**WORK INSTRUCTIONS**
1. Repeat the article on Planned Parenthood's challenge to the Missouri abortion law word for word, from "A Jackson County" up to and including "effect Oct. 24.".
2. Translate this sentence from the article on the Missouri abortion law challenge into Spanish: "The law, enacted this summer during a special session of the Missouri Legislature called by Gov. Eric Greitens, is set to take effect Oct. 24."
3. Pick up the article on Planned Parenthood's challenge to the Missouri abortion law after its final sentence and keep writing it.

**DOCUMENT PASSAGE**
● ● ● ●
Judge Considers Planned Parenthood Challenge To New Missouri Abortion Restrictions

Oct 18, 2017

A Jackson County judge on Wednesday took under advisement Planned Parenthood’s request to block a Missouri law requiring that abortion physicians meet with their patients three days before they undergo the procedure.

The law, enacted this summer during a special session of the Missouri Legislature called by Gov. Eric Greitens, is set to take effect Oct. 24.

The two Planned Parenthood affiliates in Missouri and two obstetrician-gynecologists at the Washington University School of Medicine in St. Louis sued last week to have the law declared unconstitutional under the Missouri Constitution and sought a temporary restraining order blocking it.

Previously, women seeking an abortion could meet with any “qualified professional” — including a physician assistant, licensed social worker or psychologist — to discuss the procedure’s risks. The new law requires the physician performing the abortion to explain those risks and to do so at least 72 hours beforehand.

Planned Parenthood says the requirement imposes an “undue burden” on patients, who may have to schedule more than one meeting if, for whatever reason, the abortion physician can’t perform the procedure. That could be especially burdensome for women who have to travel great distances to meet with their abortion physician, Planned Parenthood attorney Diana Salgado told Judge S. Margene Burnett on Wednesday.

Combined with Missouri’s already stringent abortion restrictions, Salgado said, the law “will cause irreparable harm to the plaintiffs and their patients.”

Until recently, the only Planned Parenthood clinic in the state offering surgical abortions was the one in St. Louis. The Planned Parenthood clinic in midtown Kansas City only provides medication abortions. The Planned Parenthood clinic in Columbia recently obtained a license to perform surgical abortions, and two other Planned Parenthood clinics, in Springfield and Joplin, are in the process of seeking abortion licenses.

In its lawsuit, Planned Parenthood said it already struggles to provide abortion access to patients. The physicians who perform abortions at Planned Parenthood, it said, are only available for limited periods of time because they have other jobs, some of them out of state, and their schedules are set months in advance.
● ● ● ●
**STUDY MATERIAL**
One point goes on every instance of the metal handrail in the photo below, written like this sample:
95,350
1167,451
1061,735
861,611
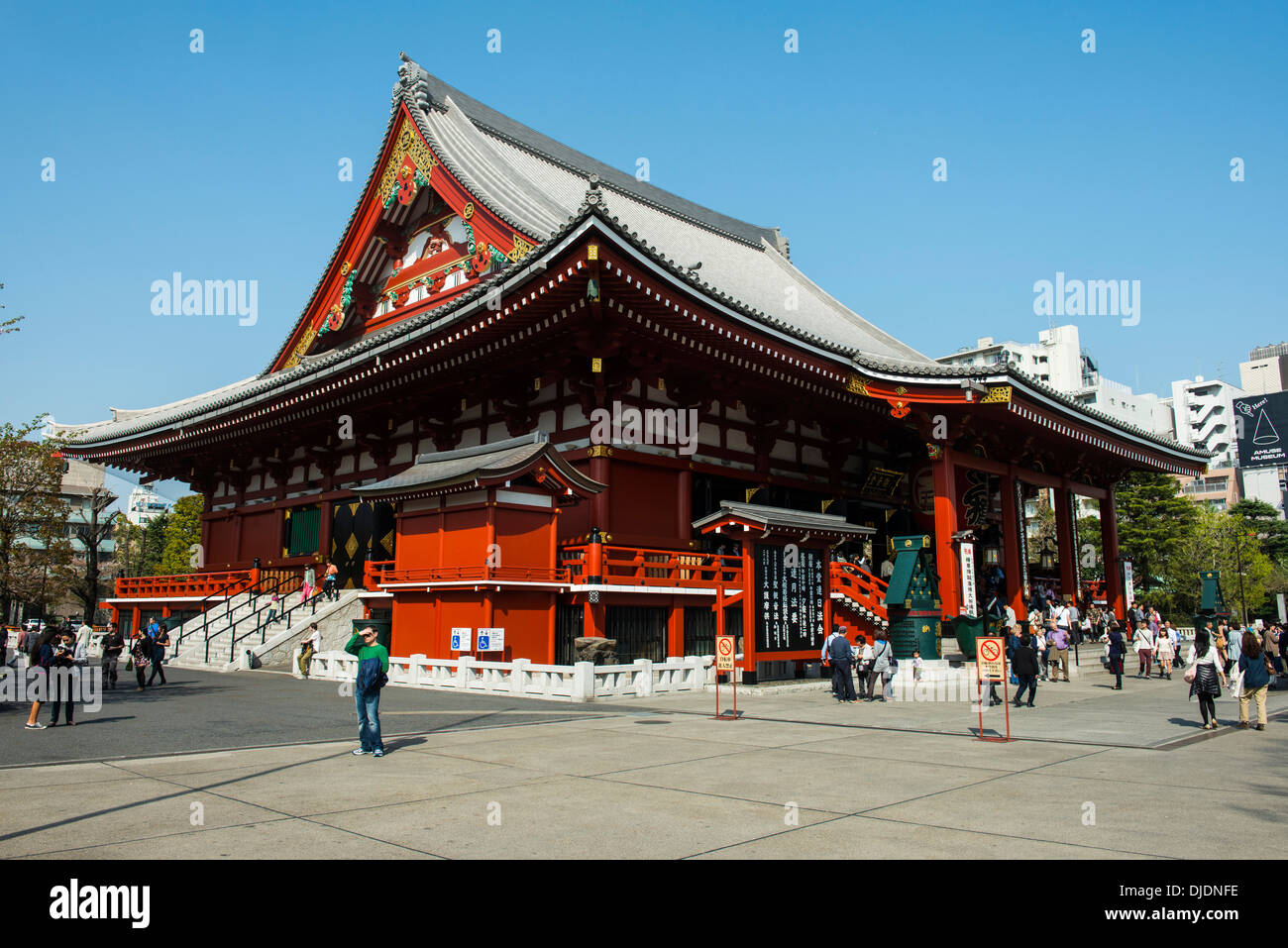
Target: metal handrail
205,612
254,594
262,627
● ● ● ●
**ANSWERS PER TASK**
1.
A Jackson County judge on Wednesday took under advisement Planned Parenthood’s request to block a Missouri law requiring that abortion physicians meet with their patients three days before they undergo the procedure.

The law, enacted this summer during a special session of the Missouri Legislature called by Gov. Eric Greitens, is set to take effect Oct. 24.

2. La ley, promulgada este verano durante una sesión especial de la Legislatura de Missouri convocada por el gobernador Eric Greitens, entrará en vigor el 24 de octubre.

3.
The state contends the benefits of the new law outweigh any burdens it imposes.

The law provides “very significant benefits,” Missouri First Assistant Attorney General D. John Sauer told Burnett, including “continuity of care” and “responsible participation of the patient in her own medical care.”

Sauer said the abortion physician is uniquely qualified to provide the required information because it involves an assessment of the procedure’s risks in light of the patient’s medical history.

It’s “standard medical practice,” he said.

Unlike legal challenges it has mounted to other Missouri abortion restrictions, Planned Parenthood’s current challenge is rooted not in the federal Constitution but in the Missouri Constitution.

The organization says the new law violates the Missouri Constitution’s due process guarantees “by imposing significant burdens on patient care such that, for whole categories of patients, abortion care would no longer be available, and for virtually all other abortion patients, it would be either unavailable or so delayed that they would experience increased medical risk and financial costs.”

The state, however, says that the Missouri Constitution contains no right to an abortion on demand apart from the requirements of the U.S. Constitution.

“No court has ever held that the Missouri Constitution guarantees a right to abortion on demand, and this Court need not take such a dramatic step,” Missouri contends in court filings.

Burnett did not say when she intends to rule, but she’s likely to hand down her decision in the next few days because the law takes effect on Tuesday.